▶ _DOMANDE SUL MATERIALE_:
a - Rispondi alle seguenti domande sul brano relativo al progetto dell'opera:
(i) Chi ha preparato la bozza del progetto edilizio completo?
(ii) A chi è stato affidato il progetto per ottenere i permessi di costruzione?
(iii) Quanti lebbrosi vengono citati nel brano?
b - Per favore, trascrivi senza modifiche la parte del brano relativo al progetto dell'opera che si apre con le parole contenenti "4. Un’opera esige" e si chiude con "tornato a ringraziarlo.".

▶ _ESTRATTO DEL DOCUMENTO_:

-------------------------

3. La costruzione dell’edificio, dove si svolgeranno le attività. Ho preso allora contatto con il mio amico architetto, Paolo Trombino, che ha preparato una bozza del progetto edilizio completo. La realizzazione avverrà però in due tappe. All’inizio i locali per le attività indispensabili, sia per gli adolescenti che per i servizi di direzione, amministrazione e accoglienza. In un secondo momento, se Dio vorrà, ci sarà la realizzazione della seconda parte del progetto edilizio. Ora il progetto è stato necessariamente affidato a un architetto locale e a una giurista locale per l’ottenimento dei permessi di costruzione.
4. Un’opera esige innanzitutto la costituzione di un soggetto che se ne faccia carico pienamente, che si prenda la responsabilità di condurre da tutti i punti di vista (educativo, organizzativo, logistico, economico, ecc.) un’attività stabile, che cerchi di rispondere ai problemi concreti incontrati. Per noi cristiani poi un’opera ha il suo pieno valore in questo: rispondendo gratuitamente a un bisogno urgente delle persone incontrate, offrire attraverso le risposte anche tecniche (psicologiche, mediche, ecc.) “la” risposta al bisogno totale dell’uomo, che è Gesù. Esattamente come Lui stesso, che ha voluto rispondere al bisogno di guarigione dei 10 lebbrosi, ma il miracolo vero e totale lo ha ricevuto soltanto l’unico, che avendo preso coscienza di Chi glielo aveva fatto, è tornato a ringraziarlo.

-------------------------

▶ _MATERIALE FORNITO_:
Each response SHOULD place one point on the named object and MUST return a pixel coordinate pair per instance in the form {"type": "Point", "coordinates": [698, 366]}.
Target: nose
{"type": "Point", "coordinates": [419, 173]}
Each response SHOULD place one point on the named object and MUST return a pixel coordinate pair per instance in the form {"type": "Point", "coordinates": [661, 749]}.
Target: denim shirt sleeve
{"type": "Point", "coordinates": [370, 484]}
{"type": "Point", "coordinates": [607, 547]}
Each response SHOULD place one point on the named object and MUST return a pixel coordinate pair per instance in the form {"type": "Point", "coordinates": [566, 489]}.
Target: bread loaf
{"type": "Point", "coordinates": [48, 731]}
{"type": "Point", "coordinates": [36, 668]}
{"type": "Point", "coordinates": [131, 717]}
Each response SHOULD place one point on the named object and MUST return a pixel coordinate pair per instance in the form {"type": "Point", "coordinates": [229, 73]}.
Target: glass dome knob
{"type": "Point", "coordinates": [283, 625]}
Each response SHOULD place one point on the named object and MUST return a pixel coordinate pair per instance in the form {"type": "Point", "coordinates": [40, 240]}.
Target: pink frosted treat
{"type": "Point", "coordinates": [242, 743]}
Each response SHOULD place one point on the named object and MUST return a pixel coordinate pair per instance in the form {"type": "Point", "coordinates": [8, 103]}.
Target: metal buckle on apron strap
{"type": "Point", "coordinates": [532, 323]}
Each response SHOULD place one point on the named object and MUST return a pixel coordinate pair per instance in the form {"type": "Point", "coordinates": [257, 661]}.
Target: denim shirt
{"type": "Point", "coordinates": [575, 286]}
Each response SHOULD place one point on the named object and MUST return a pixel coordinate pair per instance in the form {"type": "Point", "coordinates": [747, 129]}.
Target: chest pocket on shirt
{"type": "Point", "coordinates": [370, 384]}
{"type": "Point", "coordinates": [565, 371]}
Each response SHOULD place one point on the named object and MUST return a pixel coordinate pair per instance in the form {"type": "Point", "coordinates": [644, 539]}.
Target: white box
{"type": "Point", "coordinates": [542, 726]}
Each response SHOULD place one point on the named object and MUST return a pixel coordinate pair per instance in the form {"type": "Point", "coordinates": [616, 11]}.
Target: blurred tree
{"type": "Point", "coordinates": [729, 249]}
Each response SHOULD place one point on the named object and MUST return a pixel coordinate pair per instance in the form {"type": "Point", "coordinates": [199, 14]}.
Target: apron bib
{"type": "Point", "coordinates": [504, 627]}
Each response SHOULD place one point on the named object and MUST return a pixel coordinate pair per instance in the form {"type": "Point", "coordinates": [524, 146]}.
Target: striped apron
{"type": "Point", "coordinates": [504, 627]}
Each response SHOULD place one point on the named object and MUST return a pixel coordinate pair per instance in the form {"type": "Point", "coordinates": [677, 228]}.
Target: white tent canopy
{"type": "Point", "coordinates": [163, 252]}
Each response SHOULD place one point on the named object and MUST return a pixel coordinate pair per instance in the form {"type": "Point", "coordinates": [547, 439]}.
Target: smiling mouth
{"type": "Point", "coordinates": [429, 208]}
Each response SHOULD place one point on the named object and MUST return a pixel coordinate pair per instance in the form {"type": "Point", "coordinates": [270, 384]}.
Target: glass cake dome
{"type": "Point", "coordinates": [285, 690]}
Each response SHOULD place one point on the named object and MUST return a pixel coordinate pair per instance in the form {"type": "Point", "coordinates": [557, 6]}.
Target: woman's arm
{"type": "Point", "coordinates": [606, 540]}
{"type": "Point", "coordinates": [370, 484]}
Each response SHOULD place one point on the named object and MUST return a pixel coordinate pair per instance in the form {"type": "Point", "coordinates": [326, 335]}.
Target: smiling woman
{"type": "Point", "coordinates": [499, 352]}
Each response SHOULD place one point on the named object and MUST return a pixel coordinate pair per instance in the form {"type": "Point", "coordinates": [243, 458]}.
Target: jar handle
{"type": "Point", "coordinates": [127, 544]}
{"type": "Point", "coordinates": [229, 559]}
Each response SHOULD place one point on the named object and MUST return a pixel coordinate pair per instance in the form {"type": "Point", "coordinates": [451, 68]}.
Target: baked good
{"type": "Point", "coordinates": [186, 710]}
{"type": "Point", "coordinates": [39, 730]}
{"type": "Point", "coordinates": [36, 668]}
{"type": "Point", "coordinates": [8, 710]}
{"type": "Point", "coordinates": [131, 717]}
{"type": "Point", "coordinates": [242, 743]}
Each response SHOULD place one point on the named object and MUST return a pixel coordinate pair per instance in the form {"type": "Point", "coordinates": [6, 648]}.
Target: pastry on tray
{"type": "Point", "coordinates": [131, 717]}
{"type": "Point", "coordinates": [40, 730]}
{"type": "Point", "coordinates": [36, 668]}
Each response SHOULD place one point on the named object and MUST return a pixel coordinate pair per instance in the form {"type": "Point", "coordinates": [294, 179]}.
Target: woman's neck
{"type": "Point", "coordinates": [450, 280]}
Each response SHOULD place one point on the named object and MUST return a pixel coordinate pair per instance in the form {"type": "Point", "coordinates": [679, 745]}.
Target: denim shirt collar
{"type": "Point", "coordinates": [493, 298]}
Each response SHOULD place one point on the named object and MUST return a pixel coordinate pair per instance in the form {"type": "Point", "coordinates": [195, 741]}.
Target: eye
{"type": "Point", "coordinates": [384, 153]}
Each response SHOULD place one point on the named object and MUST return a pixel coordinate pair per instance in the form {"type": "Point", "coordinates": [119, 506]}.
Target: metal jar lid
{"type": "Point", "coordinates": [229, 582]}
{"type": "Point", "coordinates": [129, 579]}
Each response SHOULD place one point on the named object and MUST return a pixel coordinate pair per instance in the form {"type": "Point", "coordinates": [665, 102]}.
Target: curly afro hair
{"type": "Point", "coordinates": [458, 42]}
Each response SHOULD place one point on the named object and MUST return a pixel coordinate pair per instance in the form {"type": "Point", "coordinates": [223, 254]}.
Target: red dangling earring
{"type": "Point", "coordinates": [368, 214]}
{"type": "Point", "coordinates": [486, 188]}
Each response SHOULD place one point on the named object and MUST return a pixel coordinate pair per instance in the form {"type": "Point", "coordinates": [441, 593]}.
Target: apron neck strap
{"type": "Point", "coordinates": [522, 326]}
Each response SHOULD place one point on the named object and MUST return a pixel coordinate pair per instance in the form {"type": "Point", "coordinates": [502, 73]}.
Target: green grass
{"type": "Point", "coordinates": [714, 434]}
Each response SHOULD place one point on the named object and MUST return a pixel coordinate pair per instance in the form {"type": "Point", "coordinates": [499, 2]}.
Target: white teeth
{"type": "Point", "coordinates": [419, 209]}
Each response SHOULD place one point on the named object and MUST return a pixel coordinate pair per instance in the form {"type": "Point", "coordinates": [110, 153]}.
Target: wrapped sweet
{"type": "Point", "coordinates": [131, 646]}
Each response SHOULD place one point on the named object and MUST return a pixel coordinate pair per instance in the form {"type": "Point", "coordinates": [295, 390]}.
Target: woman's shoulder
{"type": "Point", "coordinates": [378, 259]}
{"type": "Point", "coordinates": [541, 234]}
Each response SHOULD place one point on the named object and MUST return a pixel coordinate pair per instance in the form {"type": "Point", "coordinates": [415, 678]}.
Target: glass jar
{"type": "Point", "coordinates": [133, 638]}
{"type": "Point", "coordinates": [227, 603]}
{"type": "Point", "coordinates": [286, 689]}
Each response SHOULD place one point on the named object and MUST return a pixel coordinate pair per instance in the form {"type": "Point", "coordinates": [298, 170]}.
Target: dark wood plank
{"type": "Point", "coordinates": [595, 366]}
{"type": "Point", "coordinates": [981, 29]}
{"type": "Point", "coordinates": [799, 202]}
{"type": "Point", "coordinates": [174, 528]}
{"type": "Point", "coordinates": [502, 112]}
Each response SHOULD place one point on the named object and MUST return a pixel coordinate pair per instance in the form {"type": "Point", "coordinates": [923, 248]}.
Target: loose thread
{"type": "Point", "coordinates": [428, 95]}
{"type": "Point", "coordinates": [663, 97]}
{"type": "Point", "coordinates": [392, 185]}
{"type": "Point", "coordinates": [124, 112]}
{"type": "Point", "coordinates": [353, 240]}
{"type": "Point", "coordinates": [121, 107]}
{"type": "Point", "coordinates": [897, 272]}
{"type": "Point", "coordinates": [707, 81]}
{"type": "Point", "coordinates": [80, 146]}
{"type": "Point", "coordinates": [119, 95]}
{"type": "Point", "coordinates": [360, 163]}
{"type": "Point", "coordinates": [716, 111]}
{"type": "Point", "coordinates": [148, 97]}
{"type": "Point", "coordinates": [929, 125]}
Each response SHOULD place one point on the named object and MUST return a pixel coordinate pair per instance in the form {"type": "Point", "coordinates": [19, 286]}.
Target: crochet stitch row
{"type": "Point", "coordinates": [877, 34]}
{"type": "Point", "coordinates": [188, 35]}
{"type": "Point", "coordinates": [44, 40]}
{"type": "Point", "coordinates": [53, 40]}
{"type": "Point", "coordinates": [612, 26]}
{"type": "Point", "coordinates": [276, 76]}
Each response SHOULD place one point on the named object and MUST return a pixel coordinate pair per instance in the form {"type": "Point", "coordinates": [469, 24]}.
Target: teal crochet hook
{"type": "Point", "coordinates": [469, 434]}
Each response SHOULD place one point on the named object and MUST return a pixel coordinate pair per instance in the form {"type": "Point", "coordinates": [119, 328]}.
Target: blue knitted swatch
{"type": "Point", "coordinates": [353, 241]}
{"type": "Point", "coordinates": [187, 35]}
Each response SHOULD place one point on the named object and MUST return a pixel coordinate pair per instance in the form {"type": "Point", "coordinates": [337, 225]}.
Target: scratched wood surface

-------------------------

▶ _ESERCIZI SVOLTI_:
a -
(i) L'architetto Paolo Trombino, amico dell'autore.
(ii) A un architetto locale e a una giurista locale.
(iii) Dieci.

b -
4. Un’opera esige innanzitutto la costituzione di un soggetto che se ne faccia carico pienamente, che si prenda la responsabilità di condurre da tutti i punti di vista (educativo, organizzativo, logistico, economico, ecc.) un’attività stabile, che cerchi di rispondere ai problemi concreti incontrati. Per noi cristiani poi un’opera ha il suo pieno valore in questo: rispondendo gratuitamente a un bisogno urgente delle persone incontrate, offrire attraverso le risposte anche tecniche (psicologiche, mediche, ecc.) “la” risposta al bisogno totale dell’uomo, che è Gesù. Esattamente come Lui stesso, che ha voluto rispondere al bisogno di guarigione dei 10 lebbrosi, ma il miracolo vero e totale lo ha ricevuto soltanto l’unico, che avendo preso coscienza di Chi glielo aveva fatto, è tornato a ringraziarlo.